### Problem details
Please pick out every line of the material below that contains the word "illuminated" and copy each one.

### Raw data
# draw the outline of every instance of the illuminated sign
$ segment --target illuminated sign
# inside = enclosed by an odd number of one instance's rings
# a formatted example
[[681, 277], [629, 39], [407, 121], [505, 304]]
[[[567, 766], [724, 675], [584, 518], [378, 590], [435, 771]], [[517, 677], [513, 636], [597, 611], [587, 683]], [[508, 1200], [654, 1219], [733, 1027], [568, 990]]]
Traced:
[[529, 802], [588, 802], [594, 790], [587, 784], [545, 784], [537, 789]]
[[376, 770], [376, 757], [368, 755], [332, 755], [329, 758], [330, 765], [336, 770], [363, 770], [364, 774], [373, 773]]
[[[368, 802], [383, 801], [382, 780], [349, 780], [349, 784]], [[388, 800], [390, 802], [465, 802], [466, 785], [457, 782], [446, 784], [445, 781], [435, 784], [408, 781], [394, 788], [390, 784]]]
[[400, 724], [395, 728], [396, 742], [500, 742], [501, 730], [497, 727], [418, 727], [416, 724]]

### Task answer
# draw the outline of every instance of the illuminated sign
$ segment --target illuminated sign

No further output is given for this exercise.